→ Data
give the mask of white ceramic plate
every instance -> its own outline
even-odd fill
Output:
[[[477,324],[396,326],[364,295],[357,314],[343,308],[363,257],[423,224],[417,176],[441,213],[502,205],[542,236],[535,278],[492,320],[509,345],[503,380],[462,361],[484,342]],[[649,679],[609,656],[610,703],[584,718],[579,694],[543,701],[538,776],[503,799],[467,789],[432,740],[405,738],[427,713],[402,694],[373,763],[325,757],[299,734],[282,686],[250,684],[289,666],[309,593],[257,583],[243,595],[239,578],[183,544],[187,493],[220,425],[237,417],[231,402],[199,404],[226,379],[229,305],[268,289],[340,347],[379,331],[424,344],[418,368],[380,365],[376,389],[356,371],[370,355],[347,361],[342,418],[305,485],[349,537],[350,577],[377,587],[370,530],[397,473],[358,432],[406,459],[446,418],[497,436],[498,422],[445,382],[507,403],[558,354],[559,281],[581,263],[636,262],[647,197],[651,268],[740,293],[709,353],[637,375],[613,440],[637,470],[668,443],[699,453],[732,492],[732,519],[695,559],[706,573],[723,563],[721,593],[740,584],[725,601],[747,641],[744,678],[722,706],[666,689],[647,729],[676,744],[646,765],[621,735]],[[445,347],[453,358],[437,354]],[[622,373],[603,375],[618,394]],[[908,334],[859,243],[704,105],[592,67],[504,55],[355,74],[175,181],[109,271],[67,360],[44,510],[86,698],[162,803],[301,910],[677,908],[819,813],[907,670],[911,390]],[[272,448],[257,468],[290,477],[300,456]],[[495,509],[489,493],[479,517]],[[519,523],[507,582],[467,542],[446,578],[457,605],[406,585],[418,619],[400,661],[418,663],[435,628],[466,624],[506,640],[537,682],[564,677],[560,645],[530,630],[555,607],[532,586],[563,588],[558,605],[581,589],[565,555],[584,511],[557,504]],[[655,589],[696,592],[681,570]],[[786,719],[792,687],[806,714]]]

→ Goal
Transcribe the whole listing with nothing added or left out.

→ Output for this task
give the mask of white ceramic plate
every instance -> its own outline
even-odd fill
Output:
[[[477,324],[396,326],[364,295],[357,314],[343,308],[363,257],[423,224],[417,176],[441,213],[502,205],[542,236],[535,278],[492,320],[509,345],[503,380],[462,361],[484,342]],[[649,679],[609,656],[610,703],[584,718],[579,694],[543,701],[538,776],[503,799],[467,789],[432,740],[405,738],[427,713],[402,694],[373,763],[325,757],[299,734],[282,686],[250,684],[289,666],[309,593],[257,583],[243,595],[239,578],[183,544],[187,493],[220,425],[237,417],[231,402],[199,404],[226,379],[229,305],[268,289],[340,347],[379,331],[424,344],[418,368],[380,365],[376,389],[356,371],[370,355],[347,361],[342,418],[305,485],[349,537],[350,577],[377,587],[370,530],[397,473],[358,432],[406,459],[446,418],[497,436],[498,422],[445,382],[507,403],[558,354],[559,281],[581,263],[636,262],[647,197],[651,268],[740,293],[709,353],[637,375],[613,440],[637,470],[668,443],[699,453],[732,492],[732,519],[695,559],[706,573],[723,563],[721,593],[740,584],[725,601],[747,641],[744,678],[722,706],[666,689],[647,729],[676,744],[646,765],[621,735]],[[445,347],[453,358],[437,354]],[[622,373],[603,375],[618,394]],[[908,334],[859,243],[704,105],[592,67],[504,55],[355,74],[175,181],[109,271],[67,360],[44,510],[86,698],[162,803],[301,910],[677,908],[819,813],[907,670],[911,390]],[[272,448],[257,468],[290,477],[300,456]],[[495,509],[489,493],[479,517]],[[519,523],[507,582],[467,542],[446,578],[457,605],[406,585],[418,619],[400,661],[418,663],[435,628],[466,624],[506,640],[537,682],[564,677],[560,645],[530,630],[555,607],[532,586],[563,588],[558,605],[581,589],[565,555],[584,511],[557,504]],[[655,589],[696,592],[681,570]],[[786,719],[792,687],[806,714]]]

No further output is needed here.